[A run of rows]

##########

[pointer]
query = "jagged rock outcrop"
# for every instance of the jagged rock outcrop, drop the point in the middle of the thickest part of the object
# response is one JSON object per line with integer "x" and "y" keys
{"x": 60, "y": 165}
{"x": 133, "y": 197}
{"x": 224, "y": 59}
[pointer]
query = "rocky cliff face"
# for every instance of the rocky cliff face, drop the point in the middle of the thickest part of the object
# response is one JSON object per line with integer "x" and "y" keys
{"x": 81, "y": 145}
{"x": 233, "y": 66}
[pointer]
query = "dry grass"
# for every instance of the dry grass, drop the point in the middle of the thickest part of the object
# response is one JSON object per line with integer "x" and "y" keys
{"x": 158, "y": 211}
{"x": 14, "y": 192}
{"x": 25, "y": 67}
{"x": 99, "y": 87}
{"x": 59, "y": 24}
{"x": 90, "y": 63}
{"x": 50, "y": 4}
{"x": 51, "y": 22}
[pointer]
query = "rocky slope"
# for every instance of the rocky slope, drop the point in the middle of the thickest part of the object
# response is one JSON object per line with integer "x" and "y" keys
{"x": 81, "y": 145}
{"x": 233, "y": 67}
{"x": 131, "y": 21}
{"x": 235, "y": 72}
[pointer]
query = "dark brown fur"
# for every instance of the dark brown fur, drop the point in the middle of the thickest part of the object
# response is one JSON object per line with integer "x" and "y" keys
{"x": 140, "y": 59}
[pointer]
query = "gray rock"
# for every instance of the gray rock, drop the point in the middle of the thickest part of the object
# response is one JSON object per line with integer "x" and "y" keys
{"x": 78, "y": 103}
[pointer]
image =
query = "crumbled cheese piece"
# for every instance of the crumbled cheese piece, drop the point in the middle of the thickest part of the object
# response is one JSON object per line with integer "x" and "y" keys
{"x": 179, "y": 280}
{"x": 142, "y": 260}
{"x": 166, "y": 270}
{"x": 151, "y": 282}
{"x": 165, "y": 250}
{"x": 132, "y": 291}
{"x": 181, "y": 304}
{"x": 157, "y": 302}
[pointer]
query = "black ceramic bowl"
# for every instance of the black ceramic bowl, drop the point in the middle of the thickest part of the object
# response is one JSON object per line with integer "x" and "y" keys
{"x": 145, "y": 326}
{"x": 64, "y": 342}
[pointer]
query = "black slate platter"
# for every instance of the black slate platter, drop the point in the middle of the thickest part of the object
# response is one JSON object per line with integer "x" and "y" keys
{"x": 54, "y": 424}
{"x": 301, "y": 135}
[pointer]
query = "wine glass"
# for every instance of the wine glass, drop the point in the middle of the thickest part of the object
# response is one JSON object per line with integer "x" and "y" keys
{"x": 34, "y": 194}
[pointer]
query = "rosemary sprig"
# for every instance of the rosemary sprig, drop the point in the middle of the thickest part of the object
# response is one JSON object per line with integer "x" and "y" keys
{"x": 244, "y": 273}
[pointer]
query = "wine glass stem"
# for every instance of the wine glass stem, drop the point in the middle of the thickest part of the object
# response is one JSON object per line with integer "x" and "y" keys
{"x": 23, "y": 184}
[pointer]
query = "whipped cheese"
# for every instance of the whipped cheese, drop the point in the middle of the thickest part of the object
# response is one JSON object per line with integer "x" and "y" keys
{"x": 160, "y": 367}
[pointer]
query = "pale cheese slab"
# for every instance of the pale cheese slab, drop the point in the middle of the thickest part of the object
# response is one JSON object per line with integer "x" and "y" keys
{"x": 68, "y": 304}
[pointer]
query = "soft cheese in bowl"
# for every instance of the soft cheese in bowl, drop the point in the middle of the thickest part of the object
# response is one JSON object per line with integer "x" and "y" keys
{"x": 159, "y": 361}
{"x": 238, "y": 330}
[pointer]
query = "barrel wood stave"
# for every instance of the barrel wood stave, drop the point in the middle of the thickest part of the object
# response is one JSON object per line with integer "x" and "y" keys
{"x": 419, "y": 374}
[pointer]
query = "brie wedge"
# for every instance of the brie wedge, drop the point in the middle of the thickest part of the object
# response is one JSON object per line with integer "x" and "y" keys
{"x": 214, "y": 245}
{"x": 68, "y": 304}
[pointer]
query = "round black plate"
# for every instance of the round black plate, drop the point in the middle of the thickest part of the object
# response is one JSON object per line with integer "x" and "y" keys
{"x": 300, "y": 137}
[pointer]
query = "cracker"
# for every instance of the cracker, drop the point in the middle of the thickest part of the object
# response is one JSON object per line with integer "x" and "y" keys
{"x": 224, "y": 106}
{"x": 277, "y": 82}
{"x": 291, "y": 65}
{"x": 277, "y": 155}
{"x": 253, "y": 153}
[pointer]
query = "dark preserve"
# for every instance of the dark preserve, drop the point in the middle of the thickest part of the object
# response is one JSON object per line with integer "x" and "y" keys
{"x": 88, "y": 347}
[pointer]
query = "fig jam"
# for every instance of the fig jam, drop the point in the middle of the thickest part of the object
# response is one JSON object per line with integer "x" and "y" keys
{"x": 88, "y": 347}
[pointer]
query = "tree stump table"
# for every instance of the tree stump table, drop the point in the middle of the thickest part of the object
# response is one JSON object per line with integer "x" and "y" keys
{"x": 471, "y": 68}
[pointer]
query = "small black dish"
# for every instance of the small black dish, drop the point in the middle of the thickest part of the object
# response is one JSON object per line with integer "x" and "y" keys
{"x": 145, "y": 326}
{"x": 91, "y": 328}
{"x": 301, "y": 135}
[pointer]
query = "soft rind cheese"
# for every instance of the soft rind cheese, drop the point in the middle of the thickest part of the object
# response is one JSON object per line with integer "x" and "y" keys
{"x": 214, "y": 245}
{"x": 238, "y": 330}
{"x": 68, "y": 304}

##########

Pull out each line from the rows above that includes the word "soft", and list those lines in order.

Response to this task:
query = "soft cheese in bowl"
# for every instance of the soft cheese in bowl, drop the point in the middle of the thickest part of the object
query = "soft rind cheese"
# for every instance of the soft rind cheese, drop the point in the middle of the thickest part of the object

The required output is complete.